## WRITTEN PROBLEM
In the records below, find the line containing "of the apartment"; give it again exactly, along with every line that follows, and nothing else.
[BEGIN RECORDS SUPPLIED]
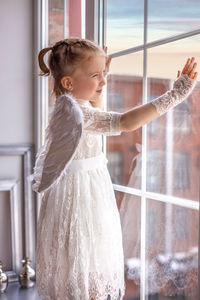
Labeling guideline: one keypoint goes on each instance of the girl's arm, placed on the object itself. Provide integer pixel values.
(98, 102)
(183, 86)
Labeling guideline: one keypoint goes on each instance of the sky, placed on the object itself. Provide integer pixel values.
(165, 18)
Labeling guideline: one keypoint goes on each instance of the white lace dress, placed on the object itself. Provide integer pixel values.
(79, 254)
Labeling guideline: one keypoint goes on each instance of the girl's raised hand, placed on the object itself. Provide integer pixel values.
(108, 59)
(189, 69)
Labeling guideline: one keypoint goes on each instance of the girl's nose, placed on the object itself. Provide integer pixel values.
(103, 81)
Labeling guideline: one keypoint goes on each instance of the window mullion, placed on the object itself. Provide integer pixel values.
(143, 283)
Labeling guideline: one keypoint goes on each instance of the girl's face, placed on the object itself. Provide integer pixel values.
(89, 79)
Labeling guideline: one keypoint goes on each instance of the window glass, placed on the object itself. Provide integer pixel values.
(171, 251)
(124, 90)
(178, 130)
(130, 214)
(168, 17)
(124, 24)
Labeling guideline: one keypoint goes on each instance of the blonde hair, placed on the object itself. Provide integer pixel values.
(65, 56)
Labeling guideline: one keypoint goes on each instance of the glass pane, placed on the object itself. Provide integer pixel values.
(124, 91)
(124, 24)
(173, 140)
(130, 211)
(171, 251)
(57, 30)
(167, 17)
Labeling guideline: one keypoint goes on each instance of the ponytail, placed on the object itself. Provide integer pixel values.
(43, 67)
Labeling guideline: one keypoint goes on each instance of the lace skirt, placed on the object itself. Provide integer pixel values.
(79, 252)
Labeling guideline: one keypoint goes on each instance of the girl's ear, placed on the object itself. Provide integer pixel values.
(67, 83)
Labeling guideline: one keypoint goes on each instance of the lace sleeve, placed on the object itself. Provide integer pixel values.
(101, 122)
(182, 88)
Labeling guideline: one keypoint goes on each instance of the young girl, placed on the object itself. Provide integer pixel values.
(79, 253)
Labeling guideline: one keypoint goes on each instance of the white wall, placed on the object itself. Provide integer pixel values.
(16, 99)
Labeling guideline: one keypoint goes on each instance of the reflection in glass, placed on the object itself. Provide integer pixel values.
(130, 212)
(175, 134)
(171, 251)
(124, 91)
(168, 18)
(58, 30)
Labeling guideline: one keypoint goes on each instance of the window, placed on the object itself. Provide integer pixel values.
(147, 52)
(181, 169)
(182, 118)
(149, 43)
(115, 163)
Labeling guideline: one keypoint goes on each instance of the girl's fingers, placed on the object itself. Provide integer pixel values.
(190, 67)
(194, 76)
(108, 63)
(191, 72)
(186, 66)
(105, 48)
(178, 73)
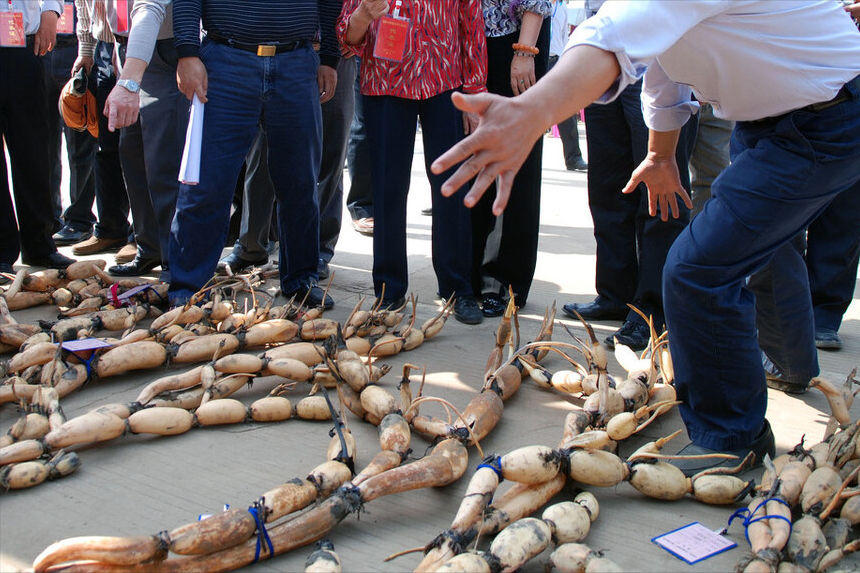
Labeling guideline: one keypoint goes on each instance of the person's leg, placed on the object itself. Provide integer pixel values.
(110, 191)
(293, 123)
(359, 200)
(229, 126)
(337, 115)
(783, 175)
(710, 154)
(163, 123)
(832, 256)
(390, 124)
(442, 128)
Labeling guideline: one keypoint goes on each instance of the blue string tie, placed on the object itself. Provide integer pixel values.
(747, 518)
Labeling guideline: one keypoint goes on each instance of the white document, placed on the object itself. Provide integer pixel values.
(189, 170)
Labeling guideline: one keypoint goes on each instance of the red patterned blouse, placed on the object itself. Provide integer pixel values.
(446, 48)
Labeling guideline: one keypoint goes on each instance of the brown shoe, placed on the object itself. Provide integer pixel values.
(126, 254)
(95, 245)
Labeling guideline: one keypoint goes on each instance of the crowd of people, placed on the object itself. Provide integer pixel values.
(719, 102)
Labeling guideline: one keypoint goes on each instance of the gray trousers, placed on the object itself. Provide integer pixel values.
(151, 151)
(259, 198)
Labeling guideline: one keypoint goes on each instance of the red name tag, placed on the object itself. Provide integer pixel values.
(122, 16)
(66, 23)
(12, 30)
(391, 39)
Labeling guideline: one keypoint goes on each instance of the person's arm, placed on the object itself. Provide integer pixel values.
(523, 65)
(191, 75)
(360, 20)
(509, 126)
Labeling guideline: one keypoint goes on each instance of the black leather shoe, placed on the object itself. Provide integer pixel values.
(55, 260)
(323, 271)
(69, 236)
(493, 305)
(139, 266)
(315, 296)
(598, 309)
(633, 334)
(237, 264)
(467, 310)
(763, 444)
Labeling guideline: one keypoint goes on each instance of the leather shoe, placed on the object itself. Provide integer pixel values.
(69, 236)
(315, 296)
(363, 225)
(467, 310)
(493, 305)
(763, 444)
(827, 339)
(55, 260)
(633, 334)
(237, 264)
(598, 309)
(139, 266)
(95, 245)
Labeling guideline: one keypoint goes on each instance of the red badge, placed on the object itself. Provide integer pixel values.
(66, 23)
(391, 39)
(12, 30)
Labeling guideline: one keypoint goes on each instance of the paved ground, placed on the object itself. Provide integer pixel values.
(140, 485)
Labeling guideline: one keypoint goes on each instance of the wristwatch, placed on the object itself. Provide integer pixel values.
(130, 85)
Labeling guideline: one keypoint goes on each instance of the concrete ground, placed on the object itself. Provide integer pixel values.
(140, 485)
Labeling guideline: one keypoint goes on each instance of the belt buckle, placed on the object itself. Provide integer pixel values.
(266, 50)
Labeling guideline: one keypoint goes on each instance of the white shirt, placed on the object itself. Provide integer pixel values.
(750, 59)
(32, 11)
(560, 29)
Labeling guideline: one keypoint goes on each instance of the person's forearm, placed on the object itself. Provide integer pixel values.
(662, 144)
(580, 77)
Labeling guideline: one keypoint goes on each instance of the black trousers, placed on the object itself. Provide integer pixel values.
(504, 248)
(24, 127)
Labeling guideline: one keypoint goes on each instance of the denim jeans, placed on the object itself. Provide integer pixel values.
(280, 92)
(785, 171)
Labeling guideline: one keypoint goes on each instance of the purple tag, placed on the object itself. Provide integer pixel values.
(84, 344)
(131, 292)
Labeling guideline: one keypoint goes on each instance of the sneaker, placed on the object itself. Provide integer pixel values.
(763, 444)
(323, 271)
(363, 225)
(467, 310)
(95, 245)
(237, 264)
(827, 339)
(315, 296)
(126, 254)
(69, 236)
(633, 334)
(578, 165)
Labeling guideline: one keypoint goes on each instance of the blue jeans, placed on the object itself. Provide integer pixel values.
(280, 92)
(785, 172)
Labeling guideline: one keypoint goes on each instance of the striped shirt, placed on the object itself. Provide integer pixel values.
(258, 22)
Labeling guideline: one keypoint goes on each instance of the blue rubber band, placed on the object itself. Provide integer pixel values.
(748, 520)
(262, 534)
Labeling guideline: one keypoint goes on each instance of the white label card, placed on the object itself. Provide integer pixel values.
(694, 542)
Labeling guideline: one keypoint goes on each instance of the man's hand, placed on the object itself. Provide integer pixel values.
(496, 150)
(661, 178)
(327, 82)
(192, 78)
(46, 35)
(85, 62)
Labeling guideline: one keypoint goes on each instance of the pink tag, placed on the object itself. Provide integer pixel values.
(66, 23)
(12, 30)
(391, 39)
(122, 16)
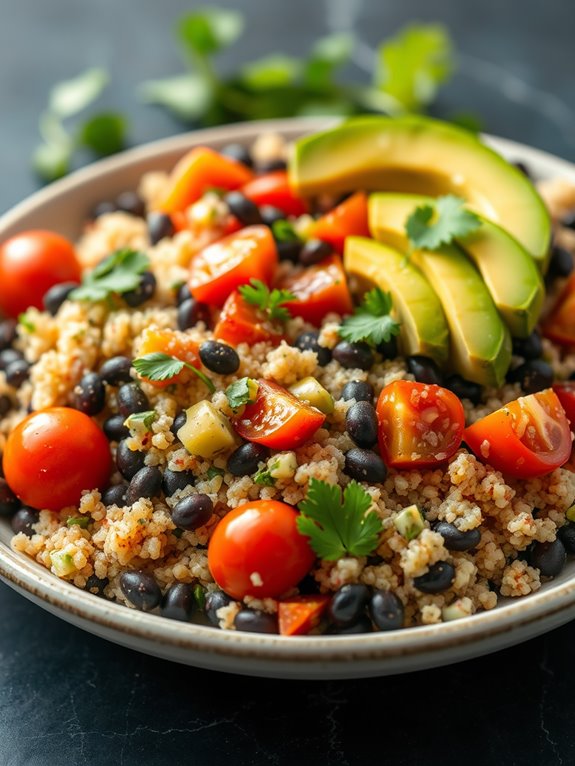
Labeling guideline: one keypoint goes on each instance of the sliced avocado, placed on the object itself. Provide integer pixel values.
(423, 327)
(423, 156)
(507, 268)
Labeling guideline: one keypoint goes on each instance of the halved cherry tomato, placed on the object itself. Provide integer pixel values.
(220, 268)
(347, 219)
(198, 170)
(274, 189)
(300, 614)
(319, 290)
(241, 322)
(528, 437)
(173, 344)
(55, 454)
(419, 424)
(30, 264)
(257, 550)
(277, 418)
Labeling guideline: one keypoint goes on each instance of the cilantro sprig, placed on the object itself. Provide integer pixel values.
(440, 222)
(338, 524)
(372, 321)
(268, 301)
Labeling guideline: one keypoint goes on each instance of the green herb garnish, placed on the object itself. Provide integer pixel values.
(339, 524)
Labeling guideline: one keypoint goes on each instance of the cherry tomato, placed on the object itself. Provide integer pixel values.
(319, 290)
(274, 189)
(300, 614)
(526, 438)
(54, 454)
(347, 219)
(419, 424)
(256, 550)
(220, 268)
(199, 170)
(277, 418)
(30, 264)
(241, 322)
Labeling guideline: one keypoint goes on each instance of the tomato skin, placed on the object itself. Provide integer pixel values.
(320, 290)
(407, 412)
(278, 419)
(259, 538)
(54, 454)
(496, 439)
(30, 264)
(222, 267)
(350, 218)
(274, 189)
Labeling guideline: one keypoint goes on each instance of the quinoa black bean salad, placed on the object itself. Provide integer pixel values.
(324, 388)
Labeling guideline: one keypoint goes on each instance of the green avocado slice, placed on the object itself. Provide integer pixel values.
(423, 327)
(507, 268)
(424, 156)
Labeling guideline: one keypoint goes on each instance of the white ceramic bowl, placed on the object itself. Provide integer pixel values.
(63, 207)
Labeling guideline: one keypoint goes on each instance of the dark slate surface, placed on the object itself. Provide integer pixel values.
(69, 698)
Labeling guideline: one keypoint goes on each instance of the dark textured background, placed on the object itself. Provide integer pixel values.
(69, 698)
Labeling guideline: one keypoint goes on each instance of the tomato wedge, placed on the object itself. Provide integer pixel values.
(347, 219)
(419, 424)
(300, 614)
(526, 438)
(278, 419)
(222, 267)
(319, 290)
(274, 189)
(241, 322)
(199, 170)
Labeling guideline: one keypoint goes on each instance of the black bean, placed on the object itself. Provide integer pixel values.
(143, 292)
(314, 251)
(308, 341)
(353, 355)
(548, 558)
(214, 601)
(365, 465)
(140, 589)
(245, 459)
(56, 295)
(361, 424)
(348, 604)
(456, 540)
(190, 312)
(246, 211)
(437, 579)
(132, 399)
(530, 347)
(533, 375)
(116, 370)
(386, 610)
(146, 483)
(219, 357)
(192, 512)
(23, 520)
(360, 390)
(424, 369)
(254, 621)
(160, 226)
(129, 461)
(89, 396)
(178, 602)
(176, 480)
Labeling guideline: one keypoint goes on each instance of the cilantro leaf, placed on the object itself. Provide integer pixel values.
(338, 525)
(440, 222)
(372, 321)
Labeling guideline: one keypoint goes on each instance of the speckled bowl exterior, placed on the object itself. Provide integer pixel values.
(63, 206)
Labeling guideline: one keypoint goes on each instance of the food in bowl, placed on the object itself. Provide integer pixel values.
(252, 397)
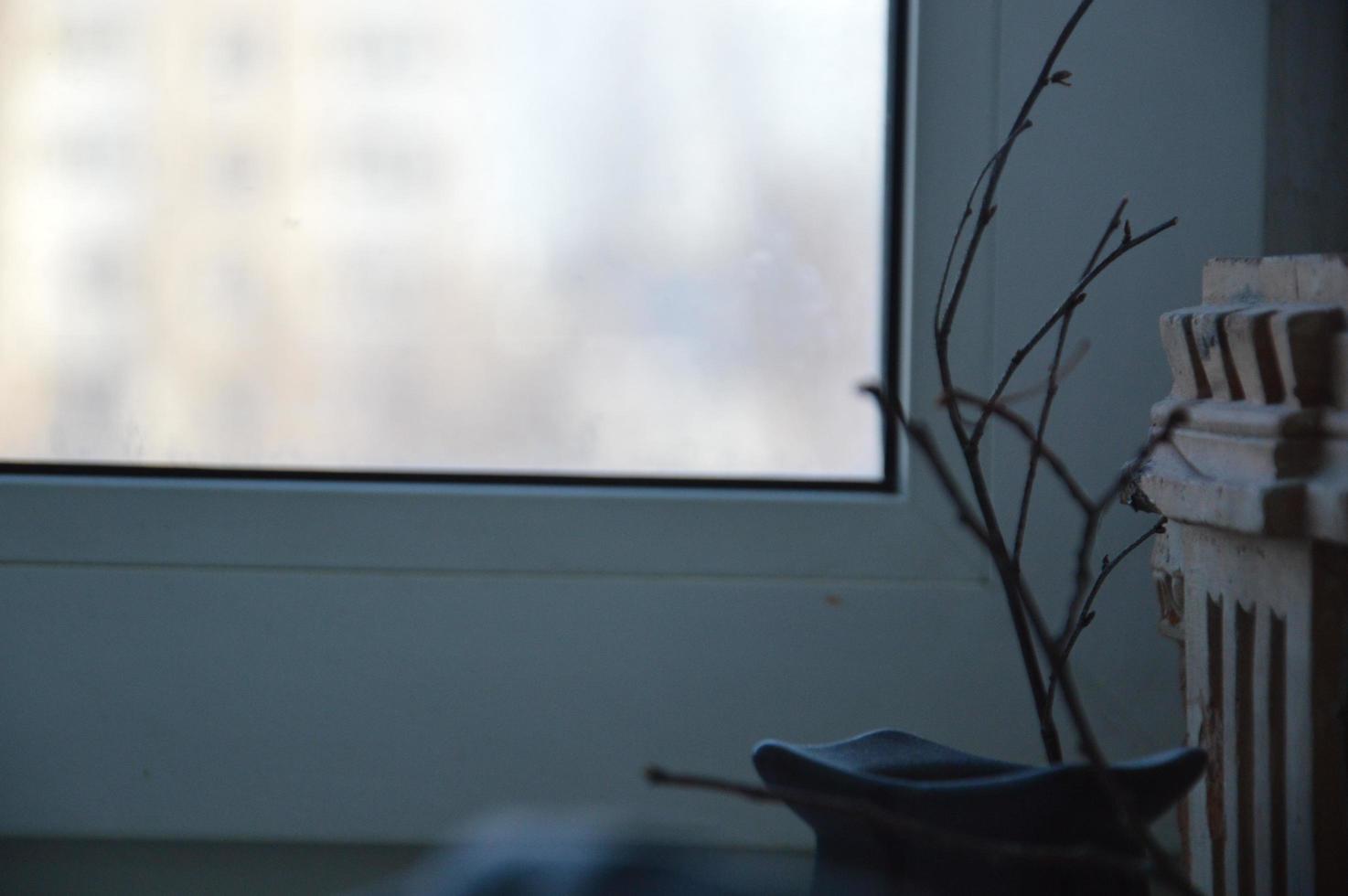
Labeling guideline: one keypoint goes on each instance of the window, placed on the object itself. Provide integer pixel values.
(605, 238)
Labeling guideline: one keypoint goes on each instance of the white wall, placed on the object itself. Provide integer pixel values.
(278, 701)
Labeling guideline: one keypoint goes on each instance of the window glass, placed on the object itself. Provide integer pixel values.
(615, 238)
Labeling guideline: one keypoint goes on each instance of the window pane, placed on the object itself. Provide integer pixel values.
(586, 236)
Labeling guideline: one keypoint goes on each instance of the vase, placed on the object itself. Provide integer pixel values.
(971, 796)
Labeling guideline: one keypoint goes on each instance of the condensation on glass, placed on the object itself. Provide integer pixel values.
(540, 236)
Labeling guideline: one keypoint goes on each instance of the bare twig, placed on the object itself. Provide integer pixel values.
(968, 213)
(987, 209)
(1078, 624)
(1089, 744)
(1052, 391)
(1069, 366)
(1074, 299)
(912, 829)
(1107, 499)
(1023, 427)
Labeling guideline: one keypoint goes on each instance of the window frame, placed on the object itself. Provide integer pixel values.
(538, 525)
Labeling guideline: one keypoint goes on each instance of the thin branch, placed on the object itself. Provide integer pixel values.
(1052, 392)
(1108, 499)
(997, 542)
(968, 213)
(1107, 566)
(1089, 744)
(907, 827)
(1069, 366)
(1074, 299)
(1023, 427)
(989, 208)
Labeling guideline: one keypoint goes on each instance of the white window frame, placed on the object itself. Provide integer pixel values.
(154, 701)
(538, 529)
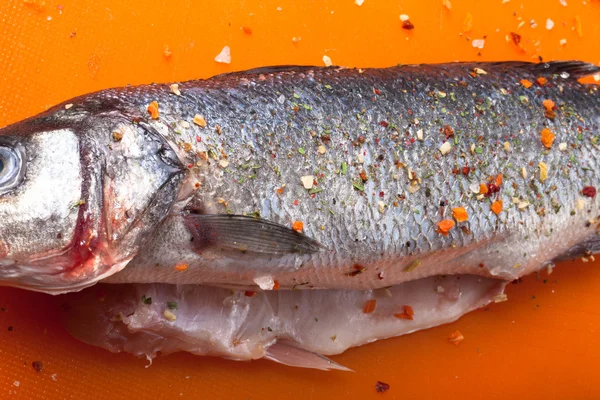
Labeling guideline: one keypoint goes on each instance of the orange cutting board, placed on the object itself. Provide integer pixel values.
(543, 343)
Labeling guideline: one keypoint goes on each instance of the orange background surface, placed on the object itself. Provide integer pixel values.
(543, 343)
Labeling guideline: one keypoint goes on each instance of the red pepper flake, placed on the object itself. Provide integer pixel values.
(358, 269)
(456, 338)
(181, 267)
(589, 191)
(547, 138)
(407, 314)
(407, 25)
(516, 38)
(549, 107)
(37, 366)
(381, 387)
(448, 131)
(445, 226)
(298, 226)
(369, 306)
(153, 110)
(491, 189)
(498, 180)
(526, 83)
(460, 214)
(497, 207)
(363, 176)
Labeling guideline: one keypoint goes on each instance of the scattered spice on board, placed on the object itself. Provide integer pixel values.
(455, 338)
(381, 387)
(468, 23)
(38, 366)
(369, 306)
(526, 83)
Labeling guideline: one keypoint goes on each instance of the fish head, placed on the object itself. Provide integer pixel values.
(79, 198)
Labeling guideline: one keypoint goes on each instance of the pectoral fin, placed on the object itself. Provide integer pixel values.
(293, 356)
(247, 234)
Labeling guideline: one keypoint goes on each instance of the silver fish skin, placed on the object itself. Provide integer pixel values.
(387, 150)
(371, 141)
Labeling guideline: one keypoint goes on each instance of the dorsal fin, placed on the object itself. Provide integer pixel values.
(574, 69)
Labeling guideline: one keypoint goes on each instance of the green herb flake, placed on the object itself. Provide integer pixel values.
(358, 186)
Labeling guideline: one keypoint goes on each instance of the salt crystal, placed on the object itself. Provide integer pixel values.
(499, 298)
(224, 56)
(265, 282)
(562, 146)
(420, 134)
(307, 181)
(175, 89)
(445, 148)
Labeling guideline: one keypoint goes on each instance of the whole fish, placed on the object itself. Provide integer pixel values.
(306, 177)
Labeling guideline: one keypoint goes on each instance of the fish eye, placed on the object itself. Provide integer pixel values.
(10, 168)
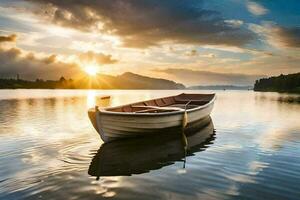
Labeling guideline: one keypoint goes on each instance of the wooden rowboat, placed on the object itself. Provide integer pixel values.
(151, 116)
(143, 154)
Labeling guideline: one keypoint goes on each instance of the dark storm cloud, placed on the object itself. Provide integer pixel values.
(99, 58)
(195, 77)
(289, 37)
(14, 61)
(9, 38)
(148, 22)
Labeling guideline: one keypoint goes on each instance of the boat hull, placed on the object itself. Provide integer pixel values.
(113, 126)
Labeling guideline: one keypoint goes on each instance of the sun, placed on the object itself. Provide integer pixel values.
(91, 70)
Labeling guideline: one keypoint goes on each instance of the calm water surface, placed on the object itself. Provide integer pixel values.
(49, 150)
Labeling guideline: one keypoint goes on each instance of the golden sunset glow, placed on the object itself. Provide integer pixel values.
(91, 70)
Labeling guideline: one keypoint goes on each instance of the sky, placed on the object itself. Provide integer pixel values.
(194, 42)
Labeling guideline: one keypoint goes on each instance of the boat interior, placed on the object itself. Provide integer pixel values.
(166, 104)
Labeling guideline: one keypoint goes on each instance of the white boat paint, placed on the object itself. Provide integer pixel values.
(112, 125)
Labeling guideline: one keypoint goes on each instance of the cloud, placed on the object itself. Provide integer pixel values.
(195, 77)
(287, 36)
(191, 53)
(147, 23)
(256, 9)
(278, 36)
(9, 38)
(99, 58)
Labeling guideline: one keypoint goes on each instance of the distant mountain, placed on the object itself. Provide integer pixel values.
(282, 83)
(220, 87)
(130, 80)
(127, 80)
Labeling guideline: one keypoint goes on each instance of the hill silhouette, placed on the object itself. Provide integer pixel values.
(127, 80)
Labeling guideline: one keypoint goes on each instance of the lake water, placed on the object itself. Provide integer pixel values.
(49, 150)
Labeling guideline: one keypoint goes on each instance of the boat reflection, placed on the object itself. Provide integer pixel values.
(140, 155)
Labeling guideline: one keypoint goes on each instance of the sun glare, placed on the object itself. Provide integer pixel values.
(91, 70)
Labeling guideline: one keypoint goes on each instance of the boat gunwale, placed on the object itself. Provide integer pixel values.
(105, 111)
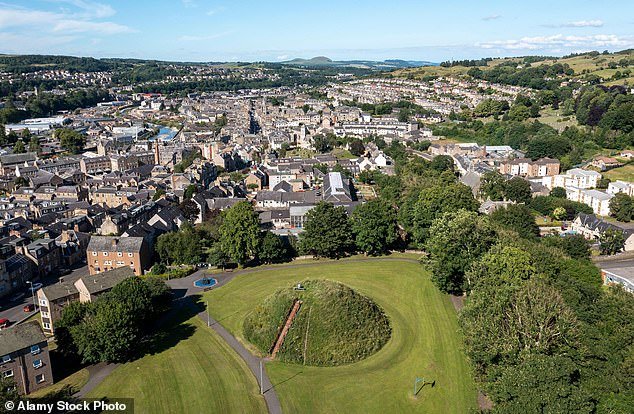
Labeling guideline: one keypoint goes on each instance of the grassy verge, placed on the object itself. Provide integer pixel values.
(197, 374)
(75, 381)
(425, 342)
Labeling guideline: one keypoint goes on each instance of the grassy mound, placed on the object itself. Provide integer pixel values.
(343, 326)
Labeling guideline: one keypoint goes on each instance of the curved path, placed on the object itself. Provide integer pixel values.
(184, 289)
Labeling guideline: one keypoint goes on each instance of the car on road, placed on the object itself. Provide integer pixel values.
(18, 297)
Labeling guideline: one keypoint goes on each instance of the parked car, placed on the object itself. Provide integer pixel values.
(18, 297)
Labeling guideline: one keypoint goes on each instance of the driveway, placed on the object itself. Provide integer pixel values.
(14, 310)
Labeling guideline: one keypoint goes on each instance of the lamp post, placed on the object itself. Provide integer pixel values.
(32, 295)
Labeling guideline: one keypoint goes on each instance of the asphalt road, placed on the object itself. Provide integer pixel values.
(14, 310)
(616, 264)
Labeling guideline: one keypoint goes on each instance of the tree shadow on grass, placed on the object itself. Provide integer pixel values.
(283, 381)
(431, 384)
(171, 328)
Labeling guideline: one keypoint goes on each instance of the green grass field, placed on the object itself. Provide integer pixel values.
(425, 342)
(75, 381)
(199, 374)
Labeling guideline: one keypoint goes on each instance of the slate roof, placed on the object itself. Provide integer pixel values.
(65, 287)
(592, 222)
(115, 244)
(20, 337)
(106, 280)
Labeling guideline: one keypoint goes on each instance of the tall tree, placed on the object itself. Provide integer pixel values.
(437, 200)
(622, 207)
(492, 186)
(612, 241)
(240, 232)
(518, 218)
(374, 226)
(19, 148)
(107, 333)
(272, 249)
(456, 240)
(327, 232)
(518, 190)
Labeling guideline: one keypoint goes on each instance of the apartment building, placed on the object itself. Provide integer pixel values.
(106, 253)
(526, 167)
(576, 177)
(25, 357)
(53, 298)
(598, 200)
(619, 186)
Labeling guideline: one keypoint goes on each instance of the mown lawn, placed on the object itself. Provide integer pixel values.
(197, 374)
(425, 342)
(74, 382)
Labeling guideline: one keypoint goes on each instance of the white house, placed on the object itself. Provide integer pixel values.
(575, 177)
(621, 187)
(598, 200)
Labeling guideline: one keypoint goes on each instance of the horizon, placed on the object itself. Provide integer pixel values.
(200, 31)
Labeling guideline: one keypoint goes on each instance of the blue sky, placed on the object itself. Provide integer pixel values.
[END RECORDS SUPPLIED]
## RESULT BELOW
Labeling guideline: one keypoint goes on each instance of the apartment building, placed on the object itself. Provide integer pixel values.
(106, 253)
(526, 167)
(576, 177)
(25, 357)
(53, 298)
(598, 200)
(619, 186)
Labeling guideline: one keypoint goes on each instance of the mown lawn, placed on the object itself. Provide integer pixel values.
(197, 374)
(425, 342)
(74, 382)
Labeling guideline: one keypoint goes on each instance of the white house, placed on the object itself. Provide integer pixel values.
(575, 177)
(621, 187)
(598, 200)
Labeling guideline: one keypoint goes on each instance of the horizon, placed on the object itself. Provide integer pixel values.
(200, 31)
Labeling guideline: one keypoint goes on each instance of the blue sky, placed on the object itself. Provide integer pixel values.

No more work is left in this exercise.